— START SOURCE MATERIAL —

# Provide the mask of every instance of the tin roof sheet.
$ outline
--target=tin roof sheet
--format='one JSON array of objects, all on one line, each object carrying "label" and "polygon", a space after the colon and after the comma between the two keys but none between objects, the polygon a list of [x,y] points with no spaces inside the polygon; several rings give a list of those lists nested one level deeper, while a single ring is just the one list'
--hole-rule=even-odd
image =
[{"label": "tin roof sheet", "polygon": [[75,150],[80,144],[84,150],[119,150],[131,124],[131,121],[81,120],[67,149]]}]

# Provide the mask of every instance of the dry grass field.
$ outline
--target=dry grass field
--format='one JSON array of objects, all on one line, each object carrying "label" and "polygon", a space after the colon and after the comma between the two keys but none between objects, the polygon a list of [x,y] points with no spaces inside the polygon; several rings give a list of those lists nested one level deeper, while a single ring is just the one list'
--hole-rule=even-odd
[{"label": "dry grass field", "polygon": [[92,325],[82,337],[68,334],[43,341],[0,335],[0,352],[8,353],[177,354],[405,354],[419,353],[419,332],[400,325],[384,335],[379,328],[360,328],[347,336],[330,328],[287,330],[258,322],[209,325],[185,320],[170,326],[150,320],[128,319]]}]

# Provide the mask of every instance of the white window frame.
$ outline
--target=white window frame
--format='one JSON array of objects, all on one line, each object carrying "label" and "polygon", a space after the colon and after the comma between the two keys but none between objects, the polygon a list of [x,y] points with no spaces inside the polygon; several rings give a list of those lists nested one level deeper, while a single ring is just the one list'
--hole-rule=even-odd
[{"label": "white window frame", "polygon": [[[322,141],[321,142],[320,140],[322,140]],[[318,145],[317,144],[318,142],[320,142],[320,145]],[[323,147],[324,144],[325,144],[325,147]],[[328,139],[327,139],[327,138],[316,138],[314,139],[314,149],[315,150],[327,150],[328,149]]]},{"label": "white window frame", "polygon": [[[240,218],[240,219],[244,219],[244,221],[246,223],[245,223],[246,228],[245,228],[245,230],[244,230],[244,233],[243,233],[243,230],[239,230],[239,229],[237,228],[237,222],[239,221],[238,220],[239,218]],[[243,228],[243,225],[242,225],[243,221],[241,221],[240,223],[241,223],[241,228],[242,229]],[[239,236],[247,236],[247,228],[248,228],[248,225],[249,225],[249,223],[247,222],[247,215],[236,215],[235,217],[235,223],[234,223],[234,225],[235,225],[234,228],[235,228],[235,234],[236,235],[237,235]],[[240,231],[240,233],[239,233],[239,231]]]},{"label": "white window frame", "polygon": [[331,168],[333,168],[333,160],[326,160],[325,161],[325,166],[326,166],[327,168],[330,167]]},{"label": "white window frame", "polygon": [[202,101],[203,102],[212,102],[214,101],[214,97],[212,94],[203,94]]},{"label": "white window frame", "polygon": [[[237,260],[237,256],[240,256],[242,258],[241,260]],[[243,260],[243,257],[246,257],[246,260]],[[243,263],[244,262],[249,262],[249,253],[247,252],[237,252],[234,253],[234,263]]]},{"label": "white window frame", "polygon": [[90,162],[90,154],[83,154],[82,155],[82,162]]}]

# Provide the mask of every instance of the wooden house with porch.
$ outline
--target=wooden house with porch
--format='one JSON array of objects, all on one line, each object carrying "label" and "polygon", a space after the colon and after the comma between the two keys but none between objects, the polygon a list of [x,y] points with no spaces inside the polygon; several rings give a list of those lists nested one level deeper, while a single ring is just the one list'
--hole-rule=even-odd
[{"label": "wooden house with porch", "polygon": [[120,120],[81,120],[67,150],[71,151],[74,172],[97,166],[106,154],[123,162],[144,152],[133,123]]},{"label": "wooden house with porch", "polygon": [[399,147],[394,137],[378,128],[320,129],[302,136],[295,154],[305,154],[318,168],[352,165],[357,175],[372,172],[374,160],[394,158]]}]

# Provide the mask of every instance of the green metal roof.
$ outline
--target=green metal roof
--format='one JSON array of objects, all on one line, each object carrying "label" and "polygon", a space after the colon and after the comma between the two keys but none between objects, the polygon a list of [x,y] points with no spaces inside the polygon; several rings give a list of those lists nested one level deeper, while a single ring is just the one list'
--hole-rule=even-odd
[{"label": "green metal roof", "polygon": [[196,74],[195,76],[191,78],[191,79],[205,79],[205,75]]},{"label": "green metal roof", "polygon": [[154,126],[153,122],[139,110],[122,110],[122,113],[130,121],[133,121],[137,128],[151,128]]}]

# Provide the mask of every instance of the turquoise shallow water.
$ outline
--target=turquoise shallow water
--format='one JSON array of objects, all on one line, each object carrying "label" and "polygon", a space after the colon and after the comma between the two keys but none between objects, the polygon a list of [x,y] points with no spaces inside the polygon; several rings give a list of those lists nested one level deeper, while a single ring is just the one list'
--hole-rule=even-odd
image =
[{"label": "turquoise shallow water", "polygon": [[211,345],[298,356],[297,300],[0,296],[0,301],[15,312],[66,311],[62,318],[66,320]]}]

— END SOURCE MATERIAL —

Turn the lines between the one holding "# Provide the mask of every instance of the white" and the one holding "--target=white window frame", inclusive, into a numbered list with the blank lines dropped. Include only those lines.

1. # Provide the mask of every instance of the white window frame.
2. $ outline
3. --target=white window frame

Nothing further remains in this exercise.